提供文章.

データ活用で進化する店舗運営~数字に基づく意思決定と行動改革~J-Connect

J-Connectは海鮮居酒屋、餃子酒場、おでん酒場など30店舗を展開している。
コロナ禍で宴会需要が激減し大箱の総合居酒屋業態が通用しなくなったため、少人数がコンセプトの業態へと転換した。
この過程で磯貝社長は「勘や経験に頼った経営には限界がある」と痛感したという。
数字の可視化と店舗教育――J-Connectが挑んだ業務効率化の第一歩
J-Connectでは、現場の負担軽減と業務効率化を目的に、店舗運営に必要なデータを統合・可視化できる仕組みを導入に踏み切った。仕入データは『BtoBプラットフォーム 受発注』、売上データは各店舗のPOS、勤怠データは勤怠管理システムから引き出して店舗管理システムに集約させた。

代表取締役社長 磯貝 拓麻 氏
代表取締役社長 磯貝 拓麻 氏「各システムを自動連携させることで、売上・勤怠・仕入れの重要指標を日次で把握できるようになりました。

提供データ.
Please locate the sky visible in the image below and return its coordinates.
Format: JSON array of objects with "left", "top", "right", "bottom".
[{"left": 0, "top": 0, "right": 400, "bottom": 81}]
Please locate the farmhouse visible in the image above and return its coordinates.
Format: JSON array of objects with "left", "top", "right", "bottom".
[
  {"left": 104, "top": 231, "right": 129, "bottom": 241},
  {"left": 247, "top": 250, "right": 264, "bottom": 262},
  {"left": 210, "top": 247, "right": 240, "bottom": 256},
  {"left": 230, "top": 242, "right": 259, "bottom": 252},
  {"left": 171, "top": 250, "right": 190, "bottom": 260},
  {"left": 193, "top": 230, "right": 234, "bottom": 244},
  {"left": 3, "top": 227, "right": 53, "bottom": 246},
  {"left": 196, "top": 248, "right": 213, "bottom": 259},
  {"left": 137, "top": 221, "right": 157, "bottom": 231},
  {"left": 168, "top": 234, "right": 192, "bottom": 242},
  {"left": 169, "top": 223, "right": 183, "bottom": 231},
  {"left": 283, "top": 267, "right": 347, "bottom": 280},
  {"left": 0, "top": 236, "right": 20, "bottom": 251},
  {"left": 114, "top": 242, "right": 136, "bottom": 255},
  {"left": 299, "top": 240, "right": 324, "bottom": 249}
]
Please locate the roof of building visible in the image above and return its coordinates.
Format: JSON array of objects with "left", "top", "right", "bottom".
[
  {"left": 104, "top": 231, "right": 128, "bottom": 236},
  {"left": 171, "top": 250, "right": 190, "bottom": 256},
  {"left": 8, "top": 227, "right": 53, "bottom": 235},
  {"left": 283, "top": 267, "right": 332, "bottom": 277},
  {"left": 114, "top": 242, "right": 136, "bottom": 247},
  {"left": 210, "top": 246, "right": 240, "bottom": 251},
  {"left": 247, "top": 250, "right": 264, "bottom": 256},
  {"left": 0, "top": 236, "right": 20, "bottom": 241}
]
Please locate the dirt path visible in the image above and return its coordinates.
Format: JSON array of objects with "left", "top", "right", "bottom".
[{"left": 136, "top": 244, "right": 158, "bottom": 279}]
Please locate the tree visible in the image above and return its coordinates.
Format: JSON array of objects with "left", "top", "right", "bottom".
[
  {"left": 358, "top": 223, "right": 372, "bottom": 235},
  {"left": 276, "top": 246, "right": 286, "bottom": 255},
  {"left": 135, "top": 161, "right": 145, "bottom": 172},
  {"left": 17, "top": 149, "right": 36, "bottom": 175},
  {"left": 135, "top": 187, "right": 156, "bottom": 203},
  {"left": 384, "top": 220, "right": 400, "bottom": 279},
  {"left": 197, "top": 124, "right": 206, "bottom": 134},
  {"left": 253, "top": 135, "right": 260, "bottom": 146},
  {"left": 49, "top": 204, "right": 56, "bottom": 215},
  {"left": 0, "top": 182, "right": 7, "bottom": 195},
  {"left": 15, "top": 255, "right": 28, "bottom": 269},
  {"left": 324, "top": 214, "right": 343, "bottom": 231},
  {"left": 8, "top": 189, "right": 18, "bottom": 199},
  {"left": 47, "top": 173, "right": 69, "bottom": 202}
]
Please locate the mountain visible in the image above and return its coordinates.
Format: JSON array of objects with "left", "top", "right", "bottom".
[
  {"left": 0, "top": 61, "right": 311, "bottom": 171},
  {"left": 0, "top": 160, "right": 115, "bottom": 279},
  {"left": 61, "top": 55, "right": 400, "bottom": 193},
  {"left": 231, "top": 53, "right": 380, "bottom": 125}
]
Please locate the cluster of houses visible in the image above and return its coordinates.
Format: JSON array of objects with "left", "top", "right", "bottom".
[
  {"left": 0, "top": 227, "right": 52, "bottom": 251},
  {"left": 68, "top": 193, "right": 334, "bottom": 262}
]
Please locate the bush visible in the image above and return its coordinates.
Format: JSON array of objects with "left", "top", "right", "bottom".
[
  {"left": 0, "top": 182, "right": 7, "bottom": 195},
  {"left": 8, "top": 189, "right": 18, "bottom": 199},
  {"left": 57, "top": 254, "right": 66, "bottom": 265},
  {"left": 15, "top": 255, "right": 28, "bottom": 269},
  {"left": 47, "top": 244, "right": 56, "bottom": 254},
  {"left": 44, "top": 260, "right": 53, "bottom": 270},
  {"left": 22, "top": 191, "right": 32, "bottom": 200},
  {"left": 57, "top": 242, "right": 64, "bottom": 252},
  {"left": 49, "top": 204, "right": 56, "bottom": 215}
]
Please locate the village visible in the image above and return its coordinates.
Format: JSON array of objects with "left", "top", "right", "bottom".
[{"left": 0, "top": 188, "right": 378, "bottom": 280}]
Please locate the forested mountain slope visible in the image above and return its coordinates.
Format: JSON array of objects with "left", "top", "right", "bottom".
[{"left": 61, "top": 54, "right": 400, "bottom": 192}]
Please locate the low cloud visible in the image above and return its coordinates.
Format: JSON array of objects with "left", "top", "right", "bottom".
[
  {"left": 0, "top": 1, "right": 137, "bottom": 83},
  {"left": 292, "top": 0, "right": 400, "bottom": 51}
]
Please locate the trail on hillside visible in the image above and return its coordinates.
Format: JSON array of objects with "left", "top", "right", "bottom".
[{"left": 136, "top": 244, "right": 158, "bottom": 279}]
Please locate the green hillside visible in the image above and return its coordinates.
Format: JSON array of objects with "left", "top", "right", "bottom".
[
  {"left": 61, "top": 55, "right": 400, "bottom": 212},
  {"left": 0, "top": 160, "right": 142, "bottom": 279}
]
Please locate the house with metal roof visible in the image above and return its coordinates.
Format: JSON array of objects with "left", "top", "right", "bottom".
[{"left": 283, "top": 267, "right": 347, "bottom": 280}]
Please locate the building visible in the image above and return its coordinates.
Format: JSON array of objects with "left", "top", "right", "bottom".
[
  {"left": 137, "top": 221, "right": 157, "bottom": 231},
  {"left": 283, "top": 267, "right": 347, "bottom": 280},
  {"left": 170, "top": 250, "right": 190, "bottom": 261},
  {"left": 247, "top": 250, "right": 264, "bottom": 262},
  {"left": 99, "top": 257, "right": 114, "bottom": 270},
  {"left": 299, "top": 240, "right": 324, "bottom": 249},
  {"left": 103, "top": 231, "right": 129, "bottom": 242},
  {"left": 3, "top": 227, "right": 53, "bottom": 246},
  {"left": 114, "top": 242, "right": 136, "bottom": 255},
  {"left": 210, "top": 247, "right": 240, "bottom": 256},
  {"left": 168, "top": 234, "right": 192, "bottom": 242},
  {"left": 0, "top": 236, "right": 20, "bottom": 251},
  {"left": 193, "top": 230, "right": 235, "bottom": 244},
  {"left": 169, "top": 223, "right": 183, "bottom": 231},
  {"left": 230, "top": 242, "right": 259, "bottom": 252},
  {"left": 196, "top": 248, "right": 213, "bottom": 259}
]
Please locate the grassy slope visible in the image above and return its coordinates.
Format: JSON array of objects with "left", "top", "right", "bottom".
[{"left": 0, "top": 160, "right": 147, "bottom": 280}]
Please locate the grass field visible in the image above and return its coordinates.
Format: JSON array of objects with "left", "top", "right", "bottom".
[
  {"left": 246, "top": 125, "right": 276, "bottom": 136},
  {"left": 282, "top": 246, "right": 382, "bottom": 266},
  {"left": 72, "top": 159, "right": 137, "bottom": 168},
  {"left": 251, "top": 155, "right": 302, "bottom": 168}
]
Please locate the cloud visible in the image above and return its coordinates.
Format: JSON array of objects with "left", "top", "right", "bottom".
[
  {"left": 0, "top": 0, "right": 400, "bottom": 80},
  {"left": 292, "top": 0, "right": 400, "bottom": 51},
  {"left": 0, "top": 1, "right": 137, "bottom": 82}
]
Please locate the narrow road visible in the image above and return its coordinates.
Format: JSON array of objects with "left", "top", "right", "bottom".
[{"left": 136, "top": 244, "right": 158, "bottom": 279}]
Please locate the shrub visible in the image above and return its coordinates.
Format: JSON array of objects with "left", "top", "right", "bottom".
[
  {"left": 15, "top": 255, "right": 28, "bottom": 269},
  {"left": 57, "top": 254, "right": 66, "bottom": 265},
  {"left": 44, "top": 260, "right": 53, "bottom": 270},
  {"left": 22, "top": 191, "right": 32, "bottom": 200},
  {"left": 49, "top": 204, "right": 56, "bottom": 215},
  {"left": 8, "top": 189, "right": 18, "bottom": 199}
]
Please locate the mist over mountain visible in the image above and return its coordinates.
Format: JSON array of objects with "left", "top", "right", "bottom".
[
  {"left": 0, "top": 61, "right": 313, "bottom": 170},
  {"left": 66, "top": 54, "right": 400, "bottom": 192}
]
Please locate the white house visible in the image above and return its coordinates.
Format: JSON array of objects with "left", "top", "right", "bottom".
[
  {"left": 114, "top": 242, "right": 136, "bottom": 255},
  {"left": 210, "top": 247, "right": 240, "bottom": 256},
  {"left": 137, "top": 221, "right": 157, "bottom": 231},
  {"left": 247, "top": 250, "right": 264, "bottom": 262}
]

挑戦課題 1. J-Connectの文章によると、J-Connectが展開している店舗数はいくつか。
挑戦課題 2.
次の(a)〜(c)がJ-Connectの文章と一致するかを判定せよ。それぞれ「はい」か「いいえ」で答え、判断の根拠となる文章中の語句をそのまま引用すること。
(a) コロナ禍で宴会需要が激減した。
(b) 売上データは勤怠管理システムから引き出している。
(c) 重要指標を月次で把握できるようになった。
挑戦課題 3. J-Connectの文章を、示されている最後の文の後から書き進めてください。
データはJ-Connectの文章とは別個の資料である。

正解 1. 30店舗

正解 2.
(a) はい ―「コロナ禍で宴会需要が激減し」
(b) いいえ ―「売上データは各店舗のPOS」
(c) いいえ ―「売上・勤怠・仕入れの重要指標を日次で把握できるようになりました」

正解 3.
これにより、店長が毎日の営業終了後30分以上かけてエクセルに入力していた作業がなくなったのです。さらに、正確性も上がってマネジメントの質向上につながっています。
今後はKPI設計や評価制度の整備を通じて、数字に基づく運営体制のさらなる強化を考えています」

原価を制する者が利益を制す――ドリンク構成を見直したABC分析
J-Connectが取り組んだ次のステップは、蓄積されたデータを活かした利益改善だ。低価格を売りにした餃子酒場でドリンクの原価率が想定より高かったため、ABC分析をもとにメニュー構成を見直した。
磯貝「POSの機能でABC分析をしたところ、当社のほかのブランドよりもビールの販売数が想定を超えて多く、ドリンク全体の原価率が上昇していたのです。フードメニューでは原材料の単価変更が多いため、原価が変わりやすいうえレシピの変更に時間がかかります。そこで、ドリンクメニューの見直しをしました。
ハイボールやレモンサワーをメニュー表で目立つデザインに変更したことで、結果としてビール以外の注文が増え、ドリンク原価率は大幅に改善されたのです。システムを使うことで現状の課題がすぐわかり、データに基づいた改善をすることでメニュー構造を変えられたのです」
数字が語る撤退と再生――地方都市店舗の業態変更事例
出店の意思決定においても、J-Connectは数字を重視した。地方都市の駅前ビルに居抜き物件が出て出店したものの、客数が悪化したため業態変更を決断した。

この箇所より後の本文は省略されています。